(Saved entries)
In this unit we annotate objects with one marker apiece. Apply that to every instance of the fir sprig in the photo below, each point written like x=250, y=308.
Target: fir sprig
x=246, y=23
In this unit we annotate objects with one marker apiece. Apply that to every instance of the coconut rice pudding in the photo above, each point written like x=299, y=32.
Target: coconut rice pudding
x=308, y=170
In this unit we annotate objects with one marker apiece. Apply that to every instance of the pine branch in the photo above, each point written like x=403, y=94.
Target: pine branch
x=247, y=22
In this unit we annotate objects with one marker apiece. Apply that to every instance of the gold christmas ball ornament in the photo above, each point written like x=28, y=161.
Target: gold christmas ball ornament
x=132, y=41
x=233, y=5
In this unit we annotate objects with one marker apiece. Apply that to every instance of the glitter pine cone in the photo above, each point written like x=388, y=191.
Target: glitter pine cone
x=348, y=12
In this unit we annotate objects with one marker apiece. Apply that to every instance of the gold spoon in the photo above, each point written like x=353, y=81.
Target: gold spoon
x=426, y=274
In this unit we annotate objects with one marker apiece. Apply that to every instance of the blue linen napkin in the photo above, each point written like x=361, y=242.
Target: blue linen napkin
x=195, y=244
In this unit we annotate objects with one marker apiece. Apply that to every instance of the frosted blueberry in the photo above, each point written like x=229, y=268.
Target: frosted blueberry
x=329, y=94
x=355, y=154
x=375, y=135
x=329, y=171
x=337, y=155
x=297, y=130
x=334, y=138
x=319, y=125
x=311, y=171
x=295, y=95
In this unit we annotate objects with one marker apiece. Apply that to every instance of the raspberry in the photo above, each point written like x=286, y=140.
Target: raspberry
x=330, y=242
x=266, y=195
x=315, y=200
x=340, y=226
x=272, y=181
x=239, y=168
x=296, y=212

--

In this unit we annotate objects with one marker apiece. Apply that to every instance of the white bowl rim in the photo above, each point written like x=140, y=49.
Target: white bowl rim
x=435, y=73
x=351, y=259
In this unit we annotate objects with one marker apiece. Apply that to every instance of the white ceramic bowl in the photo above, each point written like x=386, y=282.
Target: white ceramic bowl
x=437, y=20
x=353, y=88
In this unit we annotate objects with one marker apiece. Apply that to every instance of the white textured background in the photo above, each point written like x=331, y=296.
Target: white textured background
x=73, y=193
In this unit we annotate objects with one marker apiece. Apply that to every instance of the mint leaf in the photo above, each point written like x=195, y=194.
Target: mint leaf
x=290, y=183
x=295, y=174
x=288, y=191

Exercise requirements. Going back to the entries above, set down exactly the lines that begin at the one with "Target: gold spoon" and end at the one with "like x=229, y=268.", both included, and nothing else.

Written response.
Target: gold spoon
x=426, y=274
In this unit we annotate objects with one marker apiece. Apply that to every instance of the blue linen napkin in the photo above, each point written like x=361, y=242.
Target: blue linen napkin
x=195, y=244
In this unit we annotate objects with one marker apiece. Apply that to every instance of the frosted blueberry in the photo above, each point written like x=229, y=268.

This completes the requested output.